To do =>
1) Write out the Doctor's Island passage word for word from "The barque Lucy" to "the Lucy Nichols?".
2) Take the passage about Doctor's Island further, picking up right after its final sentence.

Document passage =>
:::
Could he be the ‘Doctor' of Doctor’s Island?
Mr. Tower writes,
“The added rooms were built from wreckage washed up in the storm of 1898.”
The barque Lucy Nichols wrecked off these “Black Rocks” in the Portland gale of November 1898.
The hut, stocked with firewood saved three crewmen off the Lucy. Joshua James and his Humane Society Lifesaving crew rescued them from Doctor’s Island. US Life Saving Records of that rescue refer to it as a “gunning hut.”
Could the “wreckage” framing the house extensions have come from the Lucy Nichols?
Mr Tower adds,
“General Logan was once Mr. Cook’s guest.”
He after whom the Massachusetts State Senate named the former Jeffrey Field in East Boston the “General Edward L Logan Airport.”
“Also General Pershing before he became famous was a guest, He and Uncle Horace looked alike.”
Mr. Cook went abroad every year. He was a great club man, belonged to Algonquin, Boston Athletic Association & Exchange Clubs.
Mr. Edwin Hatch used to be caretaker of the island for Mr. Cook. He lived nearby on Stony Beach Ave, [near Gun Rock beach] He used to row Mr. Cook out and back.”
This “Captain” Hatch stood out for us children. Many would dress up as Captain Hatch in the annual Labor Day Parade. He held his lobster prices at 50 cents a pound for years, despite inflation, because, as he said, “the math was easier.” He was a volunteer Lifesaver with the Humane Society and participated in their last lifeboat rescue of men from the Schooner Nancy stranded on Nantasket Beach on February 19, 1927.2
Mr. Tower continues,
“Mr. Cook died in 1943 and left the rock and cottage to Mr. George H. Hopkins, who for years had been associated with Mr. Cook in his business and who naturally had become attached to the place. Then Mr. Hopkins died in 1958, so since then Mrs. Hopkins has been owner.”
It was this Mrs. Hopkins with her daughter and son in law, the Leaders and their two daughters Christine and Beverly who greeted Mr. Tower on his visit to the island with Paul Winsor in the early 60’s.
:::
Record extracts =>
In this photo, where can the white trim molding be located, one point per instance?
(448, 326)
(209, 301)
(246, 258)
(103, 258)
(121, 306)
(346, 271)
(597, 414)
:::
Solved problems =>
1)
The barque Lucy Nichols wrecked off these “Black Rocks” in the Portland gale of November 1898.
The hut, stocked with firewood saved three crewmen off the Lucy. Joshua James and his Humane Society Lifesaving crew rescued them from Doctor’s Island. US Life Saving Records of that rescue refer to it as a “gunning hut.”
Could the “wreckage” framing the house extensions have come from the Lucy Nichols?

2)
The House on the island remains, seemingly unchanged – except that newly arrived Cormorants have pushed the gulls almost off -- but the hill and its residents have radically changed. Today private homes own the Common that used to allow seaside walks in front of the homes at the top of the banking. Only three houses on the hill remain summer cottages. A new, more moneyed class of property buyers have torn down many of the old homes to build multi-million-dollar year-round mansions. Far fewer children swim at rocky beach; and the July 4 and Labor day parades have ended — a very different place than we remembered as children.
But, the memories remain as does this strikingly beautiful island and house and the sea around Us.
Resources
Gilbert Tower’s History of the Island - Handwritten Copy
Gilbert Tower’s History of the Island - Digitized Text
Nathaniel Bright Emerson (July 1, 1839 Waialua, Oahu – July 16, 1915, at sea) was a medical physician and author of Hawaiian mythology. Source: Emerson, Nathaniel Bright (1915) Pele and Hiiaka: A Myth from Hawaii, Honolulu: Honolulu star-bulletin limited. (1915). https://en.wikipedia.org/wiki/Nathaniel_Bright_Emerson#/media/File:Nathaniel_Bright_Emerson.jpg. Retrieved July 4, 2022,
Galluzzo, J. J. (2021, March 12). How A Ship Named Nancy Found Her Way To Final Resting Place Here. Hull Times. Retrieved November 5, 2022, from https://thehulltimes.com/how-a-ship-named-nancy-found-her-way-to-final-resting-place-here/
Lists Edmund Hatch as a volunteer on the Lifeboat rescue
Thanks David. Glad you liked it. And yes, I am thinking Dr. Emerson may well be the source of the "Doctor" in Doctors Island. Seems he engaged heartily in shaping it to today's look. - John
Nicely done John. It is both thorough and visually stunning. I wonder if Dr. Emerson is the source the the "Doctor's Island" moniker?